TASK LIST:
- a) In the forum post about buying leaded solder in the UK, what alloy composition does Warton/Omega's part number LMP62S correspond to?
- b) Carry on writing the forum post about buying leaded solder in the UK, starting right after its final sentence.

-- START PROVIDED PASSAGE --

Postby Winander » Thu Apr 14, 2022 9:52 pm

The following applies to the UK, not entirely applicable to you Down Under, but I hope it is of some value.
I found it difficult to buy leaded solder last year, most suppliers said they would only deal with businesses and one (RS Components IIRC) said to be a business you had to be a limited company.

I agree with Dave; I got an 0.5Kg reel of 0.56mm/24swg made by Warton Metals from CPC (https://cpc.farnell.com/w/search/prl/re ... rand=omega), the invoice describes it as follows:
OMEGA 62S 24SWG-LR 500G Rosin-Free, Low Residue, 1% Flux Solder Wire 24SWG 500g 179°C

Warton/Omega's part number is LMP62S which is Sn62Pb36Ag2. I particularly wanted the 2% silver as I knew solder flows better with it and I like to give myself the best chance of success. DCC Concept's Sapphire 179 solder has a silver content and I wouldn't be surprised if the mix is identical based on the melting point. They charge £5.95 for 3m; current price at CPC for 0.5Kg the same 24swg as DCC is £57.54 inc VAT.

-- END PROVIDED PASSAGE --
-- START RECORDS SUPPLIED --

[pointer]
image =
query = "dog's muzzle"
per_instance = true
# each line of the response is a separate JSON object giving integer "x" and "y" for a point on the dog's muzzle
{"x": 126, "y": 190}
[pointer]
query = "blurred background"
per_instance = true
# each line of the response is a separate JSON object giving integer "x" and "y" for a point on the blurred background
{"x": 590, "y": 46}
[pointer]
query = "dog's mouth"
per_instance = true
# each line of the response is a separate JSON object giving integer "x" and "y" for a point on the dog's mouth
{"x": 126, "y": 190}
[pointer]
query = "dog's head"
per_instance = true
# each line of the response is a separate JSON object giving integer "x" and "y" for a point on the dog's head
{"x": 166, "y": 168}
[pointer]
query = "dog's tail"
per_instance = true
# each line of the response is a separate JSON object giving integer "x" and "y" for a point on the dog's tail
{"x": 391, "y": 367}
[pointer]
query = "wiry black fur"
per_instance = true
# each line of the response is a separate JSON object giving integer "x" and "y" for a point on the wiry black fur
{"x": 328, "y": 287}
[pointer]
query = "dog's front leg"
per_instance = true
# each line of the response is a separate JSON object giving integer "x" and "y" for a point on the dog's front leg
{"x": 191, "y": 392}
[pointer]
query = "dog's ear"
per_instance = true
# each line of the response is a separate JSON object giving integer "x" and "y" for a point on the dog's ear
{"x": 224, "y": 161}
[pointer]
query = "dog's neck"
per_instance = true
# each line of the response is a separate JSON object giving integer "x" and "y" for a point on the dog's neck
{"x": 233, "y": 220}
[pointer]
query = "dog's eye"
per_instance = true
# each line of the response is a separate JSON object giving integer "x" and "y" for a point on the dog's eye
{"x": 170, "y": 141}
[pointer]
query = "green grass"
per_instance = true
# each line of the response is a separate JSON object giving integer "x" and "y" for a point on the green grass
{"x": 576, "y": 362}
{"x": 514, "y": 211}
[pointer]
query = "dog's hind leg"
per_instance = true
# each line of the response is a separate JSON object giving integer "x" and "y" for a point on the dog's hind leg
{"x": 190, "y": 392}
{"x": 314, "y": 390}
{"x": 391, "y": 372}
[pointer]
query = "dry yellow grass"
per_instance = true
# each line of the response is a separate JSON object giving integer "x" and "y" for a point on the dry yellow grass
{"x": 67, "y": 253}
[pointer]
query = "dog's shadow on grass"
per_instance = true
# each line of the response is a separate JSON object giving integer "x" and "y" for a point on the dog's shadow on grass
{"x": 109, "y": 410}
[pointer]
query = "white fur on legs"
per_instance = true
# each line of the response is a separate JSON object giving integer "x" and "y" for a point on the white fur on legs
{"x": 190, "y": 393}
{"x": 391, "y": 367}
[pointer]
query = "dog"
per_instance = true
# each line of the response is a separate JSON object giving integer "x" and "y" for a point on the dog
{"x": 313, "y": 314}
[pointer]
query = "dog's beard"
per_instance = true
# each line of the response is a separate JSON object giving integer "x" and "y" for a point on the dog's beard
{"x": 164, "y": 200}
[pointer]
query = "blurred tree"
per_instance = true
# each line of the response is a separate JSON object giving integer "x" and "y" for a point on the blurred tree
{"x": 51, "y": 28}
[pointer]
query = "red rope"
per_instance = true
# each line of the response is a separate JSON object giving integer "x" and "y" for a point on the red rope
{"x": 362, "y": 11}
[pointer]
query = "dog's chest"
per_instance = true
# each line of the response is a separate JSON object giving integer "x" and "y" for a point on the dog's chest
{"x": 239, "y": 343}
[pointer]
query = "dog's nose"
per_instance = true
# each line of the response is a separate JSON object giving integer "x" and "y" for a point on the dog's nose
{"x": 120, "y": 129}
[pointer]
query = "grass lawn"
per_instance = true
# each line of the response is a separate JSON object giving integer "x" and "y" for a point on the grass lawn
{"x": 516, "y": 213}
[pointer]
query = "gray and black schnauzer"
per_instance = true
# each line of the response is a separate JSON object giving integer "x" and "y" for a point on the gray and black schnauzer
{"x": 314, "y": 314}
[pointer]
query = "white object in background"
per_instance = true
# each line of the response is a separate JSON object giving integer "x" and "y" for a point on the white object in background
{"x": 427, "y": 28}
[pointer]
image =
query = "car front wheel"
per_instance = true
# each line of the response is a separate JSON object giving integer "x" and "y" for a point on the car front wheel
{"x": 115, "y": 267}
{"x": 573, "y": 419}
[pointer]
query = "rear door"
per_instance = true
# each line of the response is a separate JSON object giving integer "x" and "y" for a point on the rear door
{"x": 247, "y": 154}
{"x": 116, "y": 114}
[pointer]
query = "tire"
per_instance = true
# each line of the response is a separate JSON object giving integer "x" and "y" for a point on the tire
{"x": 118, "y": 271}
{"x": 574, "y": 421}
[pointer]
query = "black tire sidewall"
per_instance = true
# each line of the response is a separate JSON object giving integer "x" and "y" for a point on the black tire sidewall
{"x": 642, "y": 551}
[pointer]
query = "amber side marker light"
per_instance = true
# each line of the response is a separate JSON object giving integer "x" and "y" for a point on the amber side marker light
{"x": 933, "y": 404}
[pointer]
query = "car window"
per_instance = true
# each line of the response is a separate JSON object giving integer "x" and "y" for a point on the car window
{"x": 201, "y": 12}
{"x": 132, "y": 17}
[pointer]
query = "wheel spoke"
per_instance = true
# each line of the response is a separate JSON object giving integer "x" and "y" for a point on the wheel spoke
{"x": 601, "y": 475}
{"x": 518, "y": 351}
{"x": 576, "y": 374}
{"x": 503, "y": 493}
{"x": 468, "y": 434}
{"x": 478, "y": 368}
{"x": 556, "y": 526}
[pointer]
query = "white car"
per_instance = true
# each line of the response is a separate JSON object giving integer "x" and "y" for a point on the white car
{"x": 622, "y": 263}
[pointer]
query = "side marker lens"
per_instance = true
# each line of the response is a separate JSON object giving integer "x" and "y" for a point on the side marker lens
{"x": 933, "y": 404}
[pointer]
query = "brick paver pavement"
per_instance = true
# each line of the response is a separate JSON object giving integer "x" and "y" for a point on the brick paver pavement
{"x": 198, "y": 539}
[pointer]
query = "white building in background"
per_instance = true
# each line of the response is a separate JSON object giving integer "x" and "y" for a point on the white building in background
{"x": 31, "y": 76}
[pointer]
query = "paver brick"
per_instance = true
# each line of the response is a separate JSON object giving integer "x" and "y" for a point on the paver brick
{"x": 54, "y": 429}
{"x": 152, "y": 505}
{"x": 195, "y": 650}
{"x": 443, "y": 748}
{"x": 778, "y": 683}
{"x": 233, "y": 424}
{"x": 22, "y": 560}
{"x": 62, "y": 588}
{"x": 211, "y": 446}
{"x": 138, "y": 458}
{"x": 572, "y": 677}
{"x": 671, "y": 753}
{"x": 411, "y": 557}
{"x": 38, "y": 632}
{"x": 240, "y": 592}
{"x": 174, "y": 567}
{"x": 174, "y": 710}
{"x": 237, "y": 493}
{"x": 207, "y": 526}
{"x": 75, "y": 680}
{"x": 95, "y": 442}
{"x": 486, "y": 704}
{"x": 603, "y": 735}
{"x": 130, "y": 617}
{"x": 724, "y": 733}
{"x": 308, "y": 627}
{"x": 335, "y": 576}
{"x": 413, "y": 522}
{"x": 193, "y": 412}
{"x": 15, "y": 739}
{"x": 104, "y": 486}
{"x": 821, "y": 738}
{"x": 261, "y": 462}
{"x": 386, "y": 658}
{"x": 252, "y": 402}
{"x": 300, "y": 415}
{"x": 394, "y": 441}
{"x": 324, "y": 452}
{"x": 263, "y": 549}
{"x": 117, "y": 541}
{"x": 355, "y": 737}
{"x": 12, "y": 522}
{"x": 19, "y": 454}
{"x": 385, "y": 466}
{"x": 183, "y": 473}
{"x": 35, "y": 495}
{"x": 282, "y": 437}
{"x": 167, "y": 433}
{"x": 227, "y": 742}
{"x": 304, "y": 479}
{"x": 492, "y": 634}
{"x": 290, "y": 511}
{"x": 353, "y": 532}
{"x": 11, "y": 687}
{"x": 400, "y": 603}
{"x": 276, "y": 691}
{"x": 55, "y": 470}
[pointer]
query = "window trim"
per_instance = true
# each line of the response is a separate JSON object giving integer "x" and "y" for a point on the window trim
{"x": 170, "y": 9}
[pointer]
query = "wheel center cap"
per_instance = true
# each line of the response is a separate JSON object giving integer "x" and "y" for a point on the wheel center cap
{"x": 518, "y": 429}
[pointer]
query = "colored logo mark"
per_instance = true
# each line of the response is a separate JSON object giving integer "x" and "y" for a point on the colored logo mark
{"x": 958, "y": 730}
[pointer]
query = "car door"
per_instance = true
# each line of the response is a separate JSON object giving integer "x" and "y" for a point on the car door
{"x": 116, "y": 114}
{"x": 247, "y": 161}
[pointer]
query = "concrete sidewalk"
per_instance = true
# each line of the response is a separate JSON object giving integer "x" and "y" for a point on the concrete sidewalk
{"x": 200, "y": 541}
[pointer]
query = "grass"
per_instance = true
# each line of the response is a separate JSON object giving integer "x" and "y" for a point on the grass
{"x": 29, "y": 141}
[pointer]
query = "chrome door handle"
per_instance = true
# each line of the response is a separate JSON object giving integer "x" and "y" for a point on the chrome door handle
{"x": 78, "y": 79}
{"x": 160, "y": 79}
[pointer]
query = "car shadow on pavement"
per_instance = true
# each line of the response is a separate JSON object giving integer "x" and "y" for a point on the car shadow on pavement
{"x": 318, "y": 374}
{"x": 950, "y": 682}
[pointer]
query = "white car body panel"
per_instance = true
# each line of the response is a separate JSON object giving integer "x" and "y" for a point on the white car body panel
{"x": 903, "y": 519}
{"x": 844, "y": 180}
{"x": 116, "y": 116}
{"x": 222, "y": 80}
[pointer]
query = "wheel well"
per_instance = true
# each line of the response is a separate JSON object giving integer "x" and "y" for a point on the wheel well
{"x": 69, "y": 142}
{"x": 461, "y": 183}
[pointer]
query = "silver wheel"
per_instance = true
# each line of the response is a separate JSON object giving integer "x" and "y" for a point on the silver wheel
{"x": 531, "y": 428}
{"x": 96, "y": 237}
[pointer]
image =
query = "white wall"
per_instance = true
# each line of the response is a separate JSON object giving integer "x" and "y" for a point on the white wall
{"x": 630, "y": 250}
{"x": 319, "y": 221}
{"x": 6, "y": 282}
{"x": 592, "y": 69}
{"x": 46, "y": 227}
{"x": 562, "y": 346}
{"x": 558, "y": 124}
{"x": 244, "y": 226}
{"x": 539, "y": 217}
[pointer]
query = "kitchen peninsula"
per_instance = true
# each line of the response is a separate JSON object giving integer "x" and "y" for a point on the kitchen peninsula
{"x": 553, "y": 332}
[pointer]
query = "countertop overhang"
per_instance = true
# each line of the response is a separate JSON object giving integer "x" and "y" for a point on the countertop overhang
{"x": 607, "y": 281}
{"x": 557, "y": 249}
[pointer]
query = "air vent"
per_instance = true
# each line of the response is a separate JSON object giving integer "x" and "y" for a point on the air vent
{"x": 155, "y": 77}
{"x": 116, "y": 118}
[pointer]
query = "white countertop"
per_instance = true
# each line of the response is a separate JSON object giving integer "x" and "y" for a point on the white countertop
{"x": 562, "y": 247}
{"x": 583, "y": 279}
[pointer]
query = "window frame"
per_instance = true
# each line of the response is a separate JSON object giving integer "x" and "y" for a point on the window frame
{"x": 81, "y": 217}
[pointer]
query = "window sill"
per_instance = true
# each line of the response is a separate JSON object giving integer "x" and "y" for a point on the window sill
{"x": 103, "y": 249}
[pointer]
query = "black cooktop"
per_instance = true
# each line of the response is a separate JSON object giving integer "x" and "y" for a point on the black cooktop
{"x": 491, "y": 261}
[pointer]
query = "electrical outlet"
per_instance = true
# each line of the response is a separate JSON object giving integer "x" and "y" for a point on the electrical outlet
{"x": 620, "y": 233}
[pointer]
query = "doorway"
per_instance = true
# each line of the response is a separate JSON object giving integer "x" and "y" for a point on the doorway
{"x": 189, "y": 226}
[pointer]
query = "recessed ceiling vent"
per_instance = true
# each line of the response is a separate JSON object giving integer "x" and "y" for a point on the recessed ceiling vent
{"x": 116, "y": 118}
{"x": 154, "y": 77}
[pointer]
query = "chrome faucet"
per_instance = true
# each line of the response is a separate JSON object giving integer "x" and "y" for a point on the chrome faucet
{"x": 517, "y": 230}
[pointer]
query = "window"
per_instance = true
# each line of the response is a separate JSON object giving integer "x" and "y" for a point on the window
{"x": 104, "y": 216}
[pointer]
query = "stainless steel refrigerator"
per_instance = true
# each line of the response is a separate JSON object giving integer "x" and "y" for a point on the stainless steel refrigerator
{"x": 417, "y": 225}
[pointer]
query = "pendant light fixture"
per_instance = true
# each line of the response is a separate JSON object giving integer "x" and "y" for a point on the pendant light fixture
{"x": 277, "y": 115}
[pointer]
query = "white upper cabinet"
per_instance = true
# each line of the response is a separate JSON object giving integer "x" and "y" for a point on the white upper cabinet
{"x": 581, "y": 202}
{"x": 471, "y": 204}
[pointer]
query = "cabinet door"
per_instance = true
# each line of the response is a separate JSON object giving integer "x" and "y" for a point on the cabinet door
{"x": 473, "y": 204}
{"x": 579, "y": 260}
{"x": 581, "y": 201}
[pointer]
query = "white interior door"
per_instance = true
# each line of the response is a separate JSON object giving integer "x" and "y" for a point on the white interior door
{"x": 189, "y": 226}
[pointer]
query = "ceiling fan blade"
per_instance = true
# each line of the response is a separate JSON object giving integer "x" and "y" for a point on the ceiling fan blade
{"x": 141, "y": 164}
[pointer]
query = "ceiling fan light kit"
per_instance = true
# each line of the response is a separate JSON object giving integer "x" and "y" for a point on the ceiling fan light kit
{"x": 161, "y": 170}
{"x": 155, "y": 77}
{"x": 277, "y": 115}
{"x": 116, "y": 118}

-- END RECORDS SUPPLIED --

ANSWERS TO THE EXERCISES:
- a) Sn62Pb36Ag2

- b)
CPC is part of Farnell, but Farnell wouldn't sell me leaded solder.

The choice of wire size was limited, or I would have got slightly bigger. It is, however, a really nice solder, it flows well and my iron stays clean. I have lately been using lead free plumbers solder for trackwork for its higher temperature and it is awful to use, it has difficulty wetting the iron, but does the job. I often have to wet the iron with the Omega wire.
Last edited by Winander on Fri Apr 15, 2022 12:23 am, edited 1 time in total.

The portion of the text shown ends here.